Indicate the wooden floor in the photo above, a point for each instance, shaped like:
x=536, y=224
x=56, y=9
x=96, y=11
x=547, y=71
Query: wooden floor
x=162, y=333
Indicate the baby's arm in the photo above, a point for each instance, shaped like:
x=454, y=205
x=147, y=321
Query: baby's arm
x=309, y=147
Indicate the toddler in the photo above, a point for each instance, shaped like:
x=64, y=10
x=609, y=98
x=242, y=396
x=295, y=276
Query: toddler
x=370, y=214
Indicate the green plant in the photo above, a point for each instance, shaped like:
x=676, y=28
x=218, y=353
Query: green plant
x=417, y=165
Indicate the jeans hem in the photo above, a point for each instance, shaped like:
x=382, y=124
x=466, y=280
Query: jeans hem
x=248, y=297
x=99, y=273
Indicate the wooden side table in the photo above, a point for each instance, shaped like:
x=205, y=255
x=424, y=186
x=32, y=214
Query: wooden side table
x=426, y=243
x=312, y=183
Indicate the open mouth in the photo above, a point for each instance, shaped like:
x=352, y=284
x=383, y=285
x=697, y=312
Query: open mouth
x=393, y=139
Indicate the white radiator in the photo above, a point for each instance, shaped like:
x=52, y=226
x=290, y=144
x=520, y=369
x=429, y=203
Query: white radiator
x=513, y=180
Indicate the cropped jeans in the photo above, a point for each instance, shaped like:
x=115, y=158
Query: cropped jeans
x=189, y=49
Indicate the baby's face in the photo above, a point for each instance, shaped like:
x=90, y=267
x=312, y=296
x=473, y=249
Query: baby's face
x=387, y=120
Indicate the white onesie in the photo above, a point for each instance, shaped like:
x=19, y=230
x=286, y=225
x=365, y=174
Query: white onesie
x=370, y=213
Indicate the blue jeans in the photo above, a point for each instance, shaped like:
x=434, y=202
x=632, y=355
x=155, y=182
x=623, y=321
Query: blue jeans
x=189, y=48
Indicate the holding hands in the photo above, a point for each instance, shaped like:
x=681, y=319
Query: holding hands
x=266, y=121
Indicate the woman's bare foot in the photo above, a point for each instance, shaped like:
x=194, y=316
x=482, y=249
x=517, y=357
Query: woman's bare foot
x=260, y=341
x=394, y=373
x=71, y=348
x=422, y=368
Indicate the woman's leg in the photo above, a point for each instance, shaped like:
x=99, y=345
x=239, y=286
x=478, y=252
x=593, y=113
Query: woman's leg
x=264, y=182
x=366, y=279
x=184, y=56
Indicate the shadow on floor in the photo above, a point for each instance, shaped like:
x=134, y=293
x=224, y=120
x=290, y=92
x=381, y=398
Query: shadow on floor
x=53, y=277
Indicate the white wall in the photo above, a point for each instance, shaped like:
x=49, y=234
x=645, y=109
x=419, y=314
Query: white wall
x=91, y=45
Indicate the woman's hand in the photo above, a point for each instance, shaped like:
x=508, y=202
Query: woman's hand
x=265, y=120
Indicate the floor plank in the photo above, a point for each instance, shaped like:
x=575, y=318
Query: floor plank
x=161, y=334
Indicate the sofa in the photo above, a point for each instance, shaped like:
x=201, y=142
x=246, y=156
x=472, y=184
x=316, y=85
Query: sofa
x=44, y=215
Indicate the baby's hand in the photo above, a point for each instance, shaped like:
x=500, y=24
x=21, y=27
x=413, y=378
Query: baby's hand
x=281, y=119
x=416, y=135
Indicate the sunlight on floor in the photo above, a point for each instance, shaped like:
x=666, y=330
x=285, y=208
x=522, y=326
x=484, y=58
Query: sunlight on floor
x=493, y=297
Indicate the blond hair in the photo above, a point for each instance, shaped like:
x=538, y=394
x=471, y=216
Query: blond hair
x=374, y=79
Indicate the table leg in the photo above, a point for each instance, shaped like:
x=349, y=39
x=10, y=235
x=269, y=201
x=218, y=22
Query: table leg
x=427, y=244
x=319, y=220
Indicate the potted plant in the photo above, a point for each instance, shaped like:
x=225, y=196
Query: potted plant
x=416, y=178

────────────────────────────────────────

- JOB -
Print the lines of the listing above, from the line containing "Indicate the table" through the end of the listing, without any changes.

- RESULT OF THE TASK -
Indicate the table leg in the photo above, a point for each instance, shaped like:
x=349, y=39
x=10, y=235
x=269, y=201
x=218, y=22
Query: table leg
x=427, y=244
x=319, y=220
Indicate the potted plant in the photo above, a point for each instance, shaped like:
x=225, y=196
Query: potted plant
x=416, y=178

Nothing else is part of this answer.